*** INFORMATION SUPPLIED

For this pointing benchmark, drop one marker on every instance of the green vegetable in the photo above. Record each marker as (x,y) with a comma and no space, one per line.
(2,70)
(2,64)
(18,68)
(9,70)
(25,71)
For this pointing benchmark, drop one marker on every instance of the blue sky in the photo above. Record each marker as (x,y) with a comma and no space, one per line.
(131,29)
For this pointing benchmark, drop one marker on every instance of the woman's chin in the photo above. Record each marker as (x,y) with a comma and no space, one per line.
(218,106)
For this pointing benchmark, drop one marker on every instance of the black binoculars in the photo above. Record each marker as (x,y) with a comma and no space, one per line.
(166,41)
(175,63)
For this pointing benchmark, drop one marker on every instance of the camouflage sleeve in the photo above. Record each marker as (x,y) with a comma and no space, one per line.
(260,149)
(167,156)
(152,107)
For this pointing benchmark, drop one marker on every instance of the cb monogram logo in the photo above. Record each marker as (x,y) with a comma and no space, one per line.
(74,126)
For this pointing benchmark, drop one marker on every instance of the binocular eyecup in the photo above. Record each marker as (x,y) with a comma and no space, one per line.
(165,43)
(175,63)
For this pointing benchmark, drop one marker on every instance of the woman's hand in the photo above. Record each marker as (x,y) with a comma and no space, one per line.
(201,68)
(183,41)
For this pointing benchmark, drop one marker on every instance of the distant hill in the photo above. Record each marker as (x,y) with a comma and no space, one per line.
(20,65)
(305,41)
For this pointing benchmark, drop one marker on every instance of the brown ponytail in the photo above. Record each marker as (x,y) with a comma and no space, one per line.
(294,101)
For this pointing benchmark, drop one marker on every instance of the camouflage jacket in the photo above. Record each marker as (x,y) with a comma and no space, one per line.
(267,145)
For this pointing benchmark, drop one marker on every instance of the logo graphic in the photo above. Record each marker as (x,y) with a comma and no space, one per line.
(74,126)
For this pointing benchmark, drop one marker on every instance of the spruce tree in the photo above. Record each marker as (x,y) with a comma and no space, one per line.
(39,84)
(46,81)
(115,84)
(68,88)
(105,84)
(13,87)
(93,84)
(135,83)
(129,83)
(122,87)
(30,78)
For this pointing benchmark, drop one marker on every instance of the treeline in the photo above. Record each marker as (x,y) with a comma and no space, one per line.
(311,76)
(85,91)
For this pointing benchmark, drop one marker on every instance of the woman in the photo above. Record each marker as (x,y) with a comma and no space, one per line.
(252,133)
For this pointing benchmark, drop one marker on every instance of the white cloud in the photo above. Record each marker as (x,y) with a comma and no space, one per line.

******
*** INFORMATION SUPPLIED

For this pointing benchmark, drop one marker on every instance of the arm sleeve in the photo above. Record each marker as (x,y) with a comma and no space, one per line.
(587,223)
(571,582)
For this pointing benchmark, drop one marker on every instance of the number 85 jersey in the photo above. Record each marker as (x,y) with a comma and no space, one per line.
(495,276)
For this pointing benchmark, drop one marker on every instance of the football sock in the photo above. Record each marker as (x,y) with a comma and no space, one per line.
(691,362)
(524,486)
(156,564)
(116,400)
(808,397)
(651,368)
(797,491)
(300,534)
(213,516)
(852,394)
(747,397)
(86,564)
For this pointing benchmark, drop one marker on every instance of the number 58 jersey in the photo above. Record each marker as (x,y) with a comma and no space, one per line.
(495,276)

******
*** INFORMATION SUPPLIED

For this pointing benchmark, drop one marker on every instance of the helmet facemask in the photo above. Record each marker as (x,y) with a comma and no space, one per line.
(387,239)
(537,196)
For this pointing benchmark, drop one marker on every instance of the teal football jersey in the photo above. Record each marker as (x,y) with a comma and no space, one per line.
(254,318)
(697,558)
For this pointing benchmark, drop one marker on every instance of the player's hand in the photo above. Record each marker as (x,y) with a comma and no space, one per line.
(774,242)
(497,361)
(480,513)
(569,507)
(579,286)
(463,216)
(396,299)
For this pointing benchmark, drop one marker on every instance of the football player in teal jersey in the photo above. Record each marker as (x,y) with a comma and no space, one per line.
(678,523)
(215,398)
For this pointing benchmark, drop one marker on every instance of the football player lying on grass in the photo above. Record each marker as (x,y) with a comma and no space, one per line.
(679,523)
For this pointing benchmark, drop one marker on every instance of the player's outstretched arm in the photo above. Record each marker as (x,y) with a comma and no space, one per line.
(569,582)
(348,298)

******

● **TO BE DONE**:
Edit the rows starting with the line that contains "the camouflage jacket" and going on through the line that contains "of the white", changing "spruce tree" to "pine tree" and leaving everything else unchanged. Return only those lines.

● **RESPONSE TO THIS TASK**:
For this pointing benchmark, drop one marker on every instance of the camouflage jacket in the photo above. Record each marker as (x,y) with a comma and no space, one per line.
(267,145)
For this pointing benchmark, drop one marker on every instance of the logo graphic in the photo above. Record each marker as (x,y) with a comma and no space, one per line.
(74,126)
For this pointing benchmark, drop one marker on every instance of the pine tree in the photo above. Record each marker as (x,y) with a comma and no space, one per line.
(39,84)
(46,81)
(115,84)
(68,88)
(105,84)
(13,87)
(93,84)
(135,83)
(129,83)
(122,87)
(30,78)
For this pointing benchmark, drop one marker on every instance of the treeline in the photo above. Record each marker as (x,y) with a comma and no space, one per line.
(311,76)
(85,91)
For this pointing benchmark, drop one marker on every instance of the woman in the photo above. Record each marker as (x,y) with a comma and no space, one per line.
(252,133)
For this pointing benchmark, drop one marker on every instance of the white cloud in the photo above. Record each marker as (x,y) with a comma and no space, one per line.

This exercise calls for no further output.